Exercise goal: Copy out verbatim the lines of the records below, from the line containing "target: dark patterned plate" through the line containing "82], [0, 80]]]", including both of those lines.

[Entries from a dataset]
>>>>>
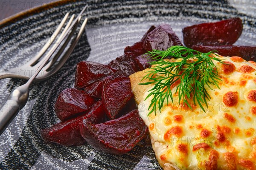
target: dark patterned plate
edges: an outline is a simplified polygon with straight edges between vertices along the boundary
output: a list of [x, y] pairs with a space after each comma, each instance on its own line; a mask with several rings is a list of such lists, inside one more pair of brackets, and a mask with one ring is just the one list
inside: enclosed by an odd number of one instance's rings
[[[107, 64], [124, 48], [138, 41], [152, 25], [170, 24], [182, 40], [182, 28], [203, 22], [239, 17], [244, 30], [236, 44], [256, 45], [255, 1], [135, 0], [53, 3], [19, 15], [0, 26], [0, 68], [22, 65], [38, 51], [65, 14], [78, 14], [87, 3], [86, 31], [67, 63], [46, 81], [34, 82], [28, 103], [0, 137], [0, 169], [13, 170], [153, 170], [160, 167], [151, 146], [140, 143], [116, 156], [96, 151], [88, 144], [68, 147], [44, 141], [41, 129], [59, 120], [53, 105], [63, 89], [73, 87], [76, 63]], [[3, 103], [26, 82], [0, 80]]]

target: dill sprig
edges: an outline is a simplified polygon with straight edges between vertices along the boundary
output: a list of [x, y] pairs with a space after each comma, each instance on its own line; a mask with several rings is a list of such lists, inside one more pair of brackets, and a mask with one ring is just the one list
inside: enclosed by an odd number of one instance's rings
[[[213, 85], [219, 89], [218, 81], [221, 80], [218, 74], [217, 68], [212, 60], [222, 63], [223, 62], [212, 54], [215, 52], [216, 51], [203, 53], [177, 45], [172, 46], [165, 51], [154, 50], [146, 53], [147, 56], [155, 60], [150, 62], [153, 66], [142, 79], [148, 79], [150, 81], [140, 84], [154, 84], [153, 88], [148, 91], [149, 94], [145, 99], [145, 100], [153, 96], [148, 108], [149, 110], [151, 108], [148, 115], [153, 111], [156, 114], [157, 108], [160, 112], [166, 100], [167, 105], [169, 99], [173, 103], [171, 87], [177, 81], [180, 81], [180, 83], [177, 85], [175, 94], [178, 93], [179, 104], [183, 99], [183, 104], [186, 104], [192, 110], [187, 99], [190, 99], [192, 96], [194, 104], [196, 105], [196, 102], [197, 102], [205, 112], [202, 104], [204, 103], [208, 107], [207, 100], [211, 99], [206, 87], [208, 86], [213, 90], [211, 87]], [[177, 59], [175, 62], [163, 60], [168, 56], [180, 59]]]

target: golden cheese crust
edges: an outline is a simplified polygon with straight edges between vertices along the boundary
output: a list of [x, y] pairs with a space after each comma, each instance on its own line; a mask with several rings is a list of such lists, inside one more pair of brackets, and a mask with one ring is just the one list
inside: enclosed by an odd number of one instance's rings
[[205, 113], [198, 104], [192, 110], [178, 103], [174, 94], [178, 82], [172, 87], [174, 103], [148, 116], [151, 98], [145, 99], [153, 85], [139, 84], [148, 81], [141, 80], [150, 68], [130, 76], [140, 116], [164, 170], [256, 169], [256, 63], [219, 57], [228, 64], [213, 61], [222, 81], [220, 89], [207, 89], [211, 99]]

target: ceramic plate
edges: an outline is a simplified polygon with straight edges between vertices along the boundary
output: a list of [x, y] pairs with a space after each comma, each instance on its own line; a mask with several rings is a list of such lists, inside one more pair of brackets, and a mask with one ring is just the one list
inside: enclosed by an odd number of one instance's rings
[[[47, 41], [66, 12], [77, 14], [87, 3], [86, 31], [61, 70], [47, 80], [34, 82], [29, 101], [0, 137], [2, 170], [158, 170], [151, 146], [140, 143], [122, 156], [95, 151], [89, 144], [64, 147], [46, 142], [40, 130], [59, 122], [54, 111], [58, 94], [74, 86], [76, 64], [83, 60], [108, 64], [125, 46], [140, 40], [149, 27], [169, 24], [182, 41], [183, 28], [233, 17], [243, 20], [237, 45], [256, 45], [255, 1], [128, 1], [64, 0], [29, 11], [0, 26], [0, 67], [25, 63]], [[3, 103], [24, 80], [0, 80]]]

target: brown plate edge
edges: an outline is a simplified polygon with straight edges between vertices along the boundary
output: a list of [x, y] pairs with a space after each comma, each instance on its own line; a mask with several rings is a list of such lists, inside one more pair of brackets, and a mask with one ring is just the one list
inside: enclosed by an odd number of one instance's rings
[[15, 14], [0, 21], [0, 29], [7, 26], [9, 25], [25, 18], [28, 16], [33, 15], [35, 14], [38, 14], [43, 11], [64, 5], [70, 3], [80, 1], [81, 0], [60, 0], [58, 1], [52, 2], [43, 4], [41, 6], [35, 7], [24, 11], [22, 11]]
<<<<<
>>>>>
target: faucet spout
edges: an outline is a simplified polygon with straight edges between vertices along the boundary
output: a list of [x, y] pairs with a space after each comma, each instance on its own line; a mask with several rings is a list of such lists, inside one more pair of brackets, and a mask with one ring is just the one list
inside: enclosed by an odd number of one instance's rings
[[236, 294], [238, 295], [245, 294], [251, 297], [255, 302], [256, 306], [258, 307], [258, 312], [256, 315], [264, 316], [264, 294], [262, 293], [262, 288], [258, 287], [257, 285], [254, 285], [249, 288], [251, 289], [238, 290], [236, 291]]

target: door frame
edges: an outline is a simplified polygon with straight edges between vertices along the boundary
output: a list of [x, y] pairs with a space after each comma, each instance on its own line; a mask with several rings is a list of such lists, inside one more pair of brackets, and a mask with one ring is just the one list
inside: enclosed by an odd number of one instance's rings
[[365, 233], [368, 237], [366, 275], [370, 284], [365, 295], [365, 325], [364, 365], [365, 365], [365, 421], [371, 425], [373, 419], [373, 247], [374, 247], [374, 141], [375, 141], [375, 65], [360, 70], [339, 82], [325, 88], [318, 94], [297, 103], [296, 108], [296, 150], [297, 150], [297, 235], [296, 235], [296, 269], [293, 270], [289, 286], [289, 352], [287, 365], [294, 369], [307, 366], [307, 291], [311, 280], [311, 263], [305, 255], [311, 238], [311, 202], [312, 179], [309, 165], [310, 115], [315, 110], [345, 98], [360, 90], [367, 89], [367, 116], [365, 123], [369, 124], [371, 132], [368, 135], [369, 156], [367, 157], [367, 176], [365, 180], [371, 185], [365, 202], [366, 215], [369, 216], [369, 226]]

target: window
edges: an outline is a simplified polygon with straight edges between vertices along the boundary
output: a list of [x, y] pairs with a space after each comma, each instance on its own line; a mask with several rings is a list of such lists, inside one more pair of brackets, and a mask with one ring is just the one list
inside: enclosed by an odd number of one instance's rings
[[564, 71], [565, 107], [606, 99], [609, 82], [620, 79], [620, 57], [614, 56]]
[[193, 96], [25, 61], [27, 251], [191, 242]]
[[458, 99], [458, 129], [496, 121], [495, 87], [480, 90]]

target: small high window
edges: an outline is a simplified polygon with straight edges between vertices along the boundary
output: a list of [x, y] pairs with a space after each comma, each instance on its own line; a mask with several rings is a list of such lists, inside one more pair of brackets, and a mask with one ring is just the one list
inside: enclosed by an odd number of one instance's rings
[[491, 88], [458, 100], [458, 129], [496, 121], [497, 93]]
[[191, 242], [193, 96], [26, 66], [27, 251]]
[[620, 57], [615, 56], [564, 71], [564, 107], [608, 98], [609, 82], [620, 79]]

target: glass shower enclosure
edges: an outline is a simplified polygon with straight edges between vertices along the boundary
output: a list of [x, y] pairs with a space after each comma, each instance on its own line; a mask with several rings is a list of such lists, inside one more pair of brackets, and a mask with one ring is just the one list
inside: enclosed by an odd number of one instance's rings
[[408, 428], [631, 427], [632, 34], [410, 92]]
<<<<<
>>>>>
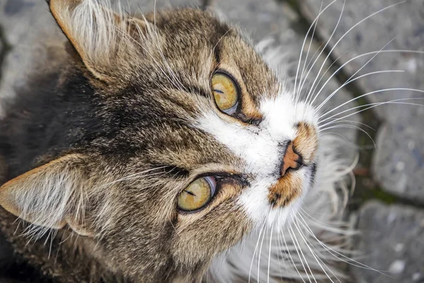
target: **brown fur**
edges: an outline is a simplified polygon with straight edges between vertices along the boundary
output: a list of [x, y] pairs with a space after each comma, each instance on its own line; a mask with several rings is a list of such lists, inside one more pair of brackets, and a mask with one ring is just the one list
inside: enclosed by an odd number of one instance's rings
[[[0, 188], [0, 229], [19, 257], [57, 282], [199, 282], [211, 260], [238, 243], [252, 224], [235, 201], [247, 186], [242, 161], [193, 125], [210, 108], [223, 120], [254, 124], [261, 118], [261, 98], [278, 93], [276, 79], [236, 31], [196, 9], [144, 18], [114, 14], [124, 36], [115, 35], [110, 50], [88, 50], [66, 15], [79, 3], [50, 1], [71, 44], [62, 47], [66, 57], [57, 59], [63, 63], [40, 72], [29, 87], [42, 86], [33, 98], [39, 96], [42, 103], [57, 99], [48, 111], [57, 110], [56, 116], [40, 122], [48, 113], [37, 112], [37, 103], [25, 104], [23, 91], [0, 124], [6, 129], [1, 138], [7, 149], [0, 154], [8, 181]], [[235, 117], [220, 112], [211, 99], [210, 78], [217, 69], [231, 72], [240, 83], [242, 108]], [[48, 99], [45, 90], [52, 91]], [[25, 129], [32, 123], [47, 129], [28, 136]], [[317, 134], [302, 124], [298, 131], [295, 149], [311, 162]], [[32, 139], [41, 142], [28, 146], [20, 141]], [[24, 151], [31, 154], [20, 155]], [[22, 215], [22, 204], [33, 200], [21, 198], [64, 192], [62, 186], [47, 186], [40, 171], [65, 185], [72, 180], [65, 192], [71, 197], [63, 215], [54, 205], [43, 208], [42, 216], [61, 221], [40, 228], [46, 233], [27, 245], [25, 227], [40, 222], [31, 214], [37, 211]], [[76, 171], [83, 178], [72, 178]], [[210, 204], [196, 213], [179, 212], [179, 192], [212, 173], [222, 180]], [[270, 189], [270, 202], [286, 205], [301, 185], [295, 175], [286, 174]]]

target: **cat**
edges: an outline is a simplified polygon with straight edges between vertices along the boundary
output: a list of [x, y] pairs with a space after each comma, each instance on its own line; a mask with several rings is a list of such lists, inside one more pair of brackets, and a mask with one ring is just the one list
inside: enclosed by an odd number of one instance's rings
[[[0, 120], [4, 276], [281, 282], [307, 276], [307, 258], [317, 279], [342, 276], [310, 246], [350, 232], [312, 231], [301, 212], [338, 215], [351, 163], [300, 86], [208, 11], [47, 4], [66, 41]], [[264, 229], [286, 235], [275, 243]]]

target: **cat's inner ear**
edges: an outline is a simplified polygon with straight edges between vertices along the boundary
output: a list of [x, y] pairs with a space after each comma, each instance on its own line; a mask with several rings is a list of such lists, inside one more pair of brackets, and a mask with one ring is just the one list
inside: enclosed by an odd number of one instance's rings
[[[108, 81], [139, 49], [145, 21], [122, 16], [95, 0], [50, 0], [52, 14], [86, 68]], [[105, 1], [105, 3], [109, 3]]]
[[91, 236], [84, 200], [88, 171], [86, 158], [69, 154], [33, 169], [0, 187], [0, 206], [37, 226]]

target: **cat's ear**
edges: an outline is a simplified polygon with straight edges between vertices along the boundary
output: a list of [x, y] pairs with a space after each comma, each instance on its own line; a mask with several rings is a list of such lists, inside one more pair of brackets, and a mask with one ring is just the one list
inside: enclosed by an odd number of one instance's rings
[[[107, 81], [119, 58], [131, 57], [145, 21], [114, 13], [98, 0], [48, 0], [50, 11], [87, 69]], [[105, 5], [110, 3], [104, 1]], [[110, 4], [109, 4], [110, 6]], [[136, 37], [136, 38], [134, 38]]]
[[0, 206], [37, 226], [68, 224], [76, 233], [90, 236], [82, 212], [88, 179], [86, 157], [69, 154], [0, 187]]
<<<<<
The solution:
target: dark patterned plate
edges: an outline is a simplified polygon with straight edges between vertices along the boundary
output: a list of [x, y] pairs with a space after each comma, each instance on its own line; a mask with several rings is a list of such lists, inside one more pair of brackets, and a mask with one ring is just the one list
inside: enclosed by an odd number of one instance's rings
[[[107, 64], [124, 48], [138, 41], [152, 25], [170, 24], [182, 40], [182, 28], [203, 22], [239, 17], [244, 30], [236, 44], [256, 45], [255, 1], [135, 0], [53, 3], [19, 15], [0, 26], [0, 68], [22, 65], [38, 51], [65, 14], [78, 14], [87, 3], [86, 31], [67, 63], [46, 81], [34, 82], [28, 103], [0, 137], [0, 169], [13, 170], [153, 170], [160, 167], [151, 146], [140, 143], [116, 156], [96, 151], [88, 144], [68, 147], [44, 141], [41, 129], [59, 120], [53, 105], [63, 89], [73, 87], [76, 63]], [[3, 103], [26, 82], [0, 80]]]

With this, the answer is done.